• [Stated goal] Copy every one of the items below word for word, changing nothing in any line.
++++++++++
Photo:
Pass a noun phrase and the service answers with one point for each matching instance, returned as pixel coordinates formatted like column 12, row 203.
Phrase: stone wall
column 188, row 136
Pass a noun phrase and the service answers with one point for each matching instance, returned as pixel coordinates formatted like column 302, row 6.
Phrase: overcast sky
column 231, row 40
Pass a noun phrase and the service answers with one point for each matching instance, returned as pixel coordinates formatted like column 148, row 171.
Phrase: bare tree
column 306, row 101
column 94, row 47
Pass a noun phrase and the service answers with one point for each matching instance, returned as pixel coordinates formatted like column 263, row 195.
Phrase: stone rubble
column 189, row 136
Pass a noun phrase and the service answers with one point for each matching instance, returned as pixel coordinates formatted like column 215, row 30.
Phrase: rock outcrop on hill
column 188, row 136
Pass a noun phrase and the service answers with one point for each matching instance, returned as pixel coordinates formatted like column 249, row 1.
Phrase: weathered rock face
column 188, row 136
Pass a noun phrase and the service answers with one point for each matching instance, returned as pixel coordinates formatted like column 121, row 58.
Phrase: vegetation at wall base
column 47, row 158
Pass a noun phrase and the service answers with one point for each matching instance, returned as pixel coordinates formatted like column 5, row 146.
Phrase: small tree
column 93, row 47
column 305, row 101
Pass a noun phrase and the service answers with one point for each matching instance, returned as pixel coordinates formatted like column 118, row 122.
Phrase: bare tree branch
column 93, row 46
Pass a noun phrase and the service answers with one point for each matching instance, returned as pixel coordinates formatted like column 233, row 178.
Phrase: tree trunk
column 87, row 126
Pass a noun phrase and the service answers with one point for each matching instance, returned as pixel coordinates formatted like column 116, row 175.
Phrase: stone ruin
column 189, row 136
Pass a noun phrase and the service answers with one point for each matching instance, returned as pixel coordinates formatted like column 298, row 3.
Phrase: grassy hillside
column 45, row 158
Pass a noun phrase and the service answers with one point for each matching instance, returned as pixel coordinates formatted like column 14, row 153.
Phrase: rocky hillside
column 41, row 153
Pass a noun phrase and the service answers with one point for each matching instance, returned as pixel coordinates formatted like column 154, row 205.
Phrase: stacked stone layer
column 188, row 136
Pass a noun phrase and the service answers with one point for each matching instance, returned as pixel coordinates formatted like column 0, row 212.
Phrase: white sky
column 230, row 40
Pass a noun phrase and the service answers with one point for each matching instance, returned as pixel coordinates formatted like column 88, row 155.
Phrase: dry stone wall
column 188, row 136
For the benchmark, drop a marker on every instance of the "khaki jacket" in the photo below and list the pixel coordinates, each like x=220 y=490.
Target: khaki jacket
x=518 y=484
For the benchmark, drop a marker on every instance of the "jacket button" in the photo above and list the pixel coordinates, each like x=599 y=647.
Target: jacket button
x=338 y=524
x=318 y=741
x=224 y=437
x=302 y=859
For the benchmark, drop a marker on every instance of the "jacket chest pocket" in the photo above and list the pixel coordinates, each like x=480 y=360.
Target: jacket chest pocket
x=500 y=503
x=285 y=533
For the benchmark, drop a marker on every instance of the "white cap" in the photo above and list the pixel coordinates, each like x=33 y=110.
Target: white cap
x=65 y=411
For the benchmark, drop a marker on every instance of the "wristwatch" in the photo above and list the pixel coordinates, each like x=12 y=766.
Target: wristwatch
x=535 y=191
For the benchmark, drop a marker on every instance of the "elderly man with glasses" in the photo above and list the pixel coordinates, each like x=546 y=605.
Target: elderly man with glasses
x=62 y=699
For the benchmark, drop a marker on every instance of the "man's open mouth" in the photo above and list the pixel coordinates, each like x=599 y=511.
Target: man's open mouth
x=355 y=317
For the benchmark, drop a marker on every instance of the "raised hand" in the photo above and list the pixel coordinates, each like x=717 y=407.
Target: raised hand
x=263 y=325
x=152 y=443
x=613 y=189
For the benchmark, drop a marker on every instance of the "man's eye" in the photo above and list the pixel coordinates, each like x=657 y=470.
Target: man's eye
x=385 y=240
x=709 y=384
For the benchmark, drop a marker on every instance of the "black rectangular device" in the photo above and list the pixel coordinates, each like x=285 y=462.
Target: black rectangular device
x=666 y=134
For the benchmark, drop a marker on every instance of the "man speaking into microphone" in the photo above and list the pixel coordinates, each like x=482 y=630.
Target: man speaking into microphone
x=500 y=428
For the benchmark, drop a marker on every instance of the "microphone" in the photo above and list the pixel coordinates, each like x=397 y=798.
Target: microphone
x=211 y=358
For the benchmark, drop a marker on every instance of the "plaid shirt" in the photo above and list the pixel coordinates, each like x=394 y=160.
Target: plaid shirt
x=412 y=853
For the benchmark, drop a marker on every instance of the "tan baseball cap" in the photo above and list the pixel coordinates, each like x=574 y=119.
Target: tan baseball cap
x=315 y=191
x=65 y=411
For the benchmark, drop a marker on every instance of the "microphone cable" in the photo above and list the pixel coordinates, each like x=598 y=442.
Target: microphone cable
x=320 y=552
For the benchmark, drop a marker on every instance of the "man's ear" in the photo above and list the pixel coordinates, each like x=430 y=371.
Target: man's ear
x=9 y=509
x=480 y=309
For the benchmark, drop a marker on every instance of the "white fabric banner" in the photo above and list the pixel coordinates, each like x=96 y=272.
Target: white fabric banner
++++++++++
• [Result]
Photo:
Pass a noun phrase and the service answers with one point for each matching instance, returned as pixel coordinates formatted like column 12, row 203.
Phrase: stone wall
column 188, row 136
Pass a noun phrase and the service answers with one point for each matching instance, returned as pixel coordinates formatted like column 302, row 6.
Phrase: overcast sky
column 231, row 40
Pass a noun phrase and the service answers with one point for each matching instance, returned as pixel coordinates formatted like column 148, row 171.
Phrase: bare tree
column 306, row 101
column 94, row 47
Pass a noun phrase and the service answers with one point for each matching instance, returned as pixel coordinates formatted like column 263, row 195.
Phrase: stone rubble
column 189, row 136
Pass a noun phrase and the service answers with one point for each matching instance, returned as pixel coordinates formatted like column 215, row 30.
Phrase: rock outcrop on hill
column 188, row 136
Pass a noun phrase and the service answers with one point for each matching instance, returned as pixel coordinates formatted like column 249, row 1.
Phrase: weathered rock face
column 188, row 136
Pass a noun phrase and the service answers with one point for each matching instance, returned as pixel coordinates formatted like column 121, row 58.
Phrase: vegetation at wall base
column 47, row 158
Pass a noun phrase and the service answers with one point for each matching instance, returned as pixel coordinates formatted like column 5, row 146.
Phrase: small tree
column 93, row 47
column 305, row 101
Pass a noun phrase and the service answers with one point for each matching instance, returned as pixel coordinates formatted like column 118, row 122.
Phrase: bare tree branch
column 93, row 46
Pass a noun phrase and the service answers with one point for each matching instance, returned as pixel coordinates formatted like column 233, row 178.
Phrase: tree trunk
column 87, row 126
Pass a noun phrase and the service answers with one point for each matching instance, returned as pixel coordinates formatted like column 116, row 175.
Phrase: stone ruin
column 189, row 136
Pass a noun phrase and the service answers with one point for each matching instance, returned as pixel coordinates formatted like column 298, row 3.
Phrase: grassy hillside
column 45, row 158
Pass a noun phrase and the service answers with one point for each matching instance, returned as pixel coordinates formatted like column 14, row 153.
Phrase: rocky hillside
column 41, row 153
Pass a noun phrase and the service answers with one point for each matching instance, returned as pixel coordinates formatted like column 154, row 205.
Phrase: stacked stone layer
column 188, row 136
Pass a noun phrase and the service answers with one point for each matching instance, returned as pixel coordinates formatted like column 0, row 212.
Phrase: white sky
column 230, row 40
Pass a noun phrase and the service answers with one point for each matching instance, returned as pixel coordinates formatted like column 88, row 155.
Phrase: dry stone wall
column 188, row 136
For the benchmark, drop a marker on every instance of the "khaki jacket" in the photo below and list the pixel coordinates, each like x=220 y=490.
Target: khaki jacket
x=518 y=484
For the benchmark, drop a marker on every instance of the "jacket button" in the photo above and list the pixel coordinates, each like x=599 y=647.
Target: jacket button
x=338 y=524
x=318 y=741
x=224 y=437
x=302 y=859
For the benchmark, drop a marker on every instance of the "jacket chest pocket" in the photo above and list the pixel coordinates, each like x=480 y=360.
Target: jacket chest pocket
x=500 y=503
x=285 y=533
For the benchmark, drop a marker on every instance of the "white cap" in the photo above and list the pixel coordinates, each like x=33 y=110.
Target: white cap
x=65 y=411
For the benchmark, drop a marker on every instance of the "wristwatch" in the photo above and list the pixel coordinates, each like x=12 y=766.
Target: wristwatch
x=535 y=191
For the benchmark, drop a marker on every instance of the "elderly man with glasses" in the photo above and list the pixel coordinates, each like x=546 y=605.
Target: elderly man with glasses
x=62 y=699
For the benchmark, drop a marker on every instance of the "man's open mouth" in the photo above and list the pixel coordinates, each like x=599 y=511.
Target: man's open mouth
x=355 y=317
For the benchmark, drop a marker on every instance of the "raised hand" in the photo above and list the pixel coordinates, each like x=717 y=407.
Target: raised hand
x=263 y=325
x=152 y=443
x=613 y=189
For the benchmark, drop a marker on every instance of the "man's eye" in the photo above and list the pixel coordinates, each like x=657 y=470.
Target: man's eye
x=385 y=240
x=709 y=384
For the benchmark, drop a marker on every instance of the "black rectangular device" in the photo above and list the pixel coordinates, each like x=285 y=462.
Target: black rectangular device
x=666 y=134
For the benchmark, drop a marker on every instance of the "man speaking into microphone" in the photo above and list the pixel coordinates, each like x=482 y=630.
Target: man speaking into microphone
x=500 y=428
For the benchmark, drop a marker on every instance of the "microphone" in the photo above and list the pixel coordinates, each like x=397 y=798.
Target: microphone
x=211 y=358
For the benchmark, drop a marker on every instance of the "plaid shirt" in the photo above and list the pixel coordinates, each like x=394 y=160.
Target: plaid shirt
x=412 y=853
For the benchmark, drop a marker on every instance of the "tan baseball cap" in the photo above and list the pixel coordinates, each like x=574 y=119.
Target: tan baseball cap
x=315 y=191
x=65 y=411
For the benchmark, drop a marker on every instance of the "microphone cable" in the photo above and list the pixel coordinates, each like x=598 y=442.
Target: microphone cable
x=320 y=552
For the benchmark, drop a marker on every instance of the "man's ear" in the photo above and list the pixel coordinates, each like x=430 y=371.
Target: man's ear
x=9 y=509
x=480 y=309
For the benchmark, drop a marker on every instance of the "white fabric banner" in the photo above and list the pixel coordinates, each like x=96 y=272.
Target: white fabric banner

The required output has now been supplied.